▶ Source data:

[start]

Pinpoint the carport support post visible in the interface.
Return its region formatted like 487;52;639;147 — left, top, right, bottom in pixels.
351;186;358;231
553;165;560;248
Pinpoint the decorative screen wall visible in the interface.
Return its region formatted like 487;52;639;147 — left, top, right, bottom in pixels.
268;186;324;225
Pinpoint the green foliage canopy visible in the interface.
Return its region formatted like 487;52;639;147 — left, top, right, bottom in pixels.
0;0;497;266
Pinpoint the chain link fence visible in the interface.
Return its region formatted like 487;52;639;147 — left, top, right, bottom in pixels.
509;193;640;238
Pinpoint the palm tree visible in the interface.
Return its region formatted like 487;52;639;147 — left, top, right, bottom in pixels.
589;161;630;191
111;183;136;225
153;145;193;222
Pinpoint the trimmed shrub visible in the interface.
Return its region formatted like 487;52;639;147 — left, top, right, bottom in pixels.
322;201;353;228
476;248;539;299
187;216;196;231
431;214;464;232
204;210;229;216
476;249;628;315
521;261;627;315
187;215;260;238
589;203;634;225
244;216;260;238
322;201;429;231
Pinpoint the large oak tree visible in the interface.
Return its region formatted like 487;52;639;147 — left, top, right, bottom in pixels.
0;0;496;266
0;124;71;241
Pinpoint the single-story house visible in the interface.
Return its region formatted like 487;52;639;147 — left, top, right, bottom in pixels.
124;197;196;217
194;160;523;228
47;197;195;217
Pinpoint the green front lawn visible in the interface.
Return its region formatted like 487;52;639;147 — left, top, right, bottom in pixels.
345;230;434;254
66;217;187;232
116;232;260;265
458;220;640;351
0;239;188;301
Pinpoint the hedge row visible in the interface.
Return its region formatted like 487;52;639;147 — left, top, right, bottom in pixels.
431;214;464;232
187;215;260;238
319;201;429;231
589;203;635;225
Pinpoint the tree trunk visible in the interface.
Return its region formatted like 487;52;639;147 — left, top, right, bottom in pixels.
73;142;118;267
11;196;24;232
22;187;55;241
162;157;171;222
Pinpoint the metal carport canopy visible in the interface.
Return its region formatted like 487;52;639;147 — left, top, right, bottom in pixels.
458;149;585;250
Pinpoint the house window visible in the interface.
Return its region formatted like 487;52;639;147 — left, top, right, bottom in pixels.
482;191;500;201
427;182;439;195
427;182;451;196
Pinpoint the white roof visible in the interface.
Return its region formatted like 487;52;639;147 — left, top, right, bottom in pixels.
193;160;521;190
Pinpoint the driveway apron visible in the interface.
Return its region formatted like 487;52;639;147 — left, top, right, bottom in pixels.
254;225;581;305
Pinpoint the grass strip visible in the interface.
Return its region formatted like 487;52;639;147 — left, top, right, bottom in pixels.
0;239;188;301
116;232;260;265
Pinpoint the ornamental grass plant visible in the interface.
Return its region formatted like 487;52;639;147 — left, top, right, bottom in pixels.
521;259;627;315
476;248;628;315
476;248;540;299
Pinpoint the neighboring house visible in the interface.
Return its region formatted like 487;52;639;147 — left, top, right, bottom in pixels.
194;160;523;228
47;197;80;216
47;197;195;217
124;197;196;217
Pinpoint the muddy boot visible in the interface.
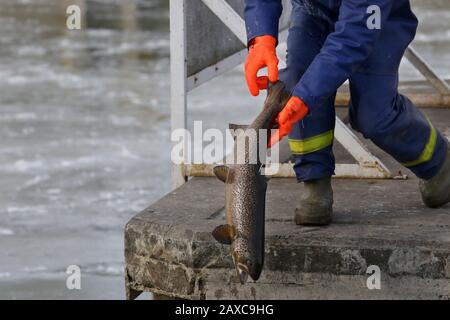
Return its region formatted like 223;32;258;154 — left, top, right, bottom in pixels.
295;178;333;226
420;146;450;208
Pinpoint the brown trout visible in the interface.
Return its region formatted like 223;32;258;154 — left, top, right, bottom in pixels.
213;82;289;284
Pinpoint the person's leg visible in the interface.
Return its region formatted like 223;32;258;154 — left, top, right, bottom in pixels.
280;11;335;182
280;10;335;225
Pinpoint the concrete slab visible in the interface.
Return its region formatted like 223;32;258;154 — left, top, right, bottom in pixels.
125;178;450;299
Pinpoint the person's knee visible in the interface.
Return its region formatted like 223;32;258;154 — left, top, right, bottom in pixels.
279;64;305;92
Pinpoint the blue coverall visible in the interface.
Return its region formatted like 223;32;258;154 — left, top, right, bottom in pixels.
245;0;447;181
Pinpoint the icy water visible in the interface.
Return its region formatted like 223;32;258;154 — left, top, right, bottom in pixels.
0;0;450;299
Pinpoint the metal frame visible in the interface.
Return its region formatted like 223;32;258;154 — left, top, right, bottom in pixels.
170;0;450;188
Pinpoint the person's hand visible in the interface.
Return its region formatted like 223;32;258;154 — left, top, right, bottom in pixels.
245;36;278;96
269;96;309;148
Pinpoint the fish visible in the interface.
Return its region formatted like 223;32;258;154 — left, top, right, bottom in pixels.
212;81;290;284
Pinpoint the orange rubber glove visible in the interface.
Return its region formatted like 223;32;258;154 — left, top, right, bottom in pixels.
269;96;309;148
245;36;278;97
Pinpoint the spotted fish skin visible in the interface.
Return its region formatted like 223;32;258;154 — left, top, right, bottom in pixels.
213;81;289;284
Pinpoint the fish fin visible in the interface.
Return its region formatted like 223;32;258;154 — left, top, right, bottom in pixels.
228;123;249;140
228;123;249;130
213;166;230;183
212;224;232;245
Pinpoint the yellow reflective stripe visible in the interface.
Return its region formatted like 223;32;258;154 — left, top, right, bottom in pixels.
402;120;437;167
289;130;334;155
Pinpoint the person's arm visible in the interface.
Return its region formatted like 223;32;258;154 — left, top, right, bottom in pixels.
244;0;283;44
292;0;395;110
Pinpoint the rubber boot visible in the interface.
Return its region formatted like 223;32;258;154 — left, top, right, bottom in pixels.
420;145;450;208
295;177;333;226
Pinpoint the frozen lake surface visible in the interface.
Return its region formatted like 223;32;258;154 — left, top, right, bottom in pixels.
0;0;450;299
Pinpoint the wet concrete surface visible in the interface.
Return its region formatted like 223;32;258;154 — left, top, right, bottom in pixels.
125;109;450;299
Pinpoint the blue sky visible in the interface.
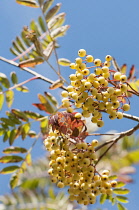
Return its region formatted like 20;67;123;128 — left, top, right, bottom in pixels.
0;0;139;210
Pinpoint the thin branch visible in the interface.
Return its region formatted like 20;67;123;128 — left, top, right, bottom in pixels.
0;56;66;90
95;123;139;165
0;76;38;94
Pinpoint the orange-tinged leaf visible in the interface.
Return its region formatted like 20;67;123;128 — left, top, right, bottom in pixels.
16;0;39;8
0;166;19;174
19;57;44;68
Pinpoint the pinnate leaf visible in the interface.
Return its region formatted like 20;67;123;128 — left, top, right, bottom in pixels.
0;166;19;174
3;146;27;154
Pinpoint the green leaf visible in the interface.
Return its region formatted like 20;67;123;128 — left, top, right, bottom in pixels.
116;195;129;203
10;173;19;189
99;194;107;204
0;73;10;88
117;203;127;210
45;3;62;23
51;25;69;39
40;118;48;135
12;109;28;122
58;58;71;66
0;155;24;163
48;12;66;29
6;90;14;107
19;57;44;68
116;182;126;188
24;111;44;120
9;129;17;145
10;71;18;85
0;166;19;174
42;0;54;13
113;188;130;195
16;85;29;93
16;0;39;8
3;146;27;154
21;123;31;140
38;16;46;32
0;93;4;110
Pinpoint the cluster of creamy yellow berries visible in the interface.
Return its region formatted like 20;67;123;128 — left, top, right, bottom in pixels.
61;49;130;127
44;130;117;205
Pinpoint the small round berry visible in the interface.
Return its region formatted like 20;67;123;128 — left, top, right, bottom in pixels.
78;49;86;57
97;120;104;127
69;63;75;69
75;58;82;64
105;55;112;61
74;112;82;119
86;55;94;63
117;112;123;120
61;90;68;97
82;69;90;76
122;104;130;111
120;75;127;82
94;59;101;66
114;72;121;80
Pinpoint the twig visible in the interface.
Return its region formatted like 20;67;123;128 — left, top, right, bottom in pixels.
95;123;139;165
0;76;38;94
0;56;66;90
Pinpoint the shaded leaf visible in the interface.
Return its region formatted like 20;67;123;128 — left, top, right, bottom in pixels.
49;79;64;90
99;194;107;204
0;93;4;110
0;166;19;174
11;109;28;122
45;3;62;22
9;129;17;145
3;146;27;154
6;90;14;107
38;16;46;32
10;71;18;85
117;203;127;210
19;57;44;68
113;188;130;195
58;58;71;66
0;73;10;88
0;155;24;163
42;0;54;13
16;85;29;93
16;0;39;8
116;195;129;203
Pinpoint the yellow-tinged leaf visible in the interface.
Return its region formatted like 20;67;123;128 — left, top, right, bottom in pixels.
116;195;129;203
58;58;71;66
45;3;62;23
0;166;19;174
3;146;27;154
25;153;32;166
43;41;55;61
0;93;4;110
16;0;39;8
113;188;130;195
49;79;64;90
0;155;23;163
19;57;44;68
117;203;127;210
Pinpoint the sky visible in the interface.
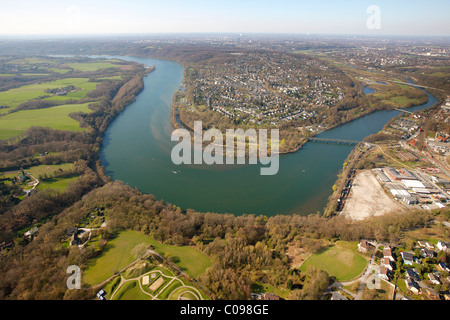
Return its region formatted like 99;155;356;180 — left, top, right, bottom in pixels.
0;0;450;36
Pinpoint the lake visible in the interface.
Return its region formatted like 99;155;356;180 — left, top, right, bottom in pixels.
101;56;438;216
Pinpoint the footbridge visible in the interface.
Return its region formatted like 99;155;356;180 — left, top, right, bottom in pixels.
308;137;362;145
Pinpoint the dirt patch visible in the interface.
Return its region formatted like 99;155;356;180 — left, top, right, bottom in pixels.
342;170;405;220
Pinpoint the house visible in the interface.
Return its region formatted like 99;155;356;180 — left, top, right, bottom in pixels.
420;248;434;258
24;227;39;238
358;240;373;253
331;292;348;300
406;269;420;281
66;228;78;237
97;289;106;300
378;265;391;281
425;242;434;250
401;251;414;265
405;279;420;294
428;273;441;284
262;292;280;300
383;247;395;262
381;258;394;271
422;288;440;300
436;240;450;253
437;262;450;272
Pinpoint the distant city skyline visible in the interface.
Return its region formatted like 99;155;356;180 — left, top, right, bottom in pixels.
0;0;450;36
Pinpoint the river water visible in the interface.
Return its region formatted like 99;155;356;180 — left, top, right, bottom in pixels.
101;57;438;216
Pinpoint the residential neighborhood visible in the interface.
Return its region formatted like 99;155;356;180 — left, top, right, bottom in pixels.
358;240;450;300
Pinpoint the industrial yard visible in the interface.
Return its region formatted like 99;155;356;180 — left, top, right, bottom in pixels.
341;167;450;220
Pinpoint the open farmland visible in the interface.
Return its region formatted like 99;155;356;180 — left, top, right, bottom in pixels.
0;103;91;139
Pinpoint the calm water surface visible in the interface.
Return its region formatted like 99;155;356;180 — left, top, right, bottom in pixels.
101;57;437;216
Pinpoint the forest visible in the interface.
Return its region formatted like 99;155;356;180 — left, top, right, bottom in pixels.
0;41;450;300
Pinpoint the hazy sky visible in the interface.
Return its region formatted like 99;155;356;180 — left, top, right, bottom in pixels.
0;0;450;36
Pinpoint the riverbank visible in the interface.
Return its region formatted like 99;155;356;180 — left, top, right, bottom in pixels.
341;170;406;220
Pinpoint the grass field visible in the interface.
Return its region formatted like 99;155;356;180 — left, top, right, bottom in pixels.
37;175;78;191
25;163;74;179
0;103;91;139
83;231;212;285
83;231;150;285
300;241;367;281
114;281;149;300
0;78;98;107
146;239;212;278
67;62;119;72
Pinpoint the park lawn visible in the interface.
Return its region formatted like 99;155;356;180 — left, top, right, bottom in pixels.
150;239;212;278
0;103;92;139
25;163;74;179
300;241;367;281
66;62;119;72
113;281;151;300
83;231;154;285
158;279;183;300
0;78;98;107
37;175;78;192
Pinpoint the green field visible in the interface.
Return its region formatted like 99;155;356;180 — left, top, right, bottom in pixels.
37;175;78;191
0;78;98;113
83;231;211;285
110;281;150;300
83;231;154;285
150;239;212;278
0;103;91;139
300;241;367;281
67;62;119;72
25;163;74;179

[end]

▶ Exercise requirements: Return the lines of the data above exactly, starting at the line that contains "Pinpoint the metal carport" and continuing up to and including the line that contains "254;225;581;305".

▶ Solution below:
Pinpoint the metal carport canopy visible in the interface.
Return its region formatted like 487;52;639;147 — left, top, right, bottom in pixels.
458;149;585;250
Pinpoint the house window visible in the interface.
Return its region formatted like 487;52;639;147 — left, top, right, bottom in pixels.
482;191;500;201
427;182;439;195
427;182;451;196
Pinpoint the white roof visible in the interface.
Return its region formatted like 487;52;639;147 — left, top, right, bottom in pixels.
193;160;521;190
Pinpoint the driveway apron visible in the interface.
Return its region formatted like 487;52;639;147 — left, top, right, bottom in pixels.
254;225;581;305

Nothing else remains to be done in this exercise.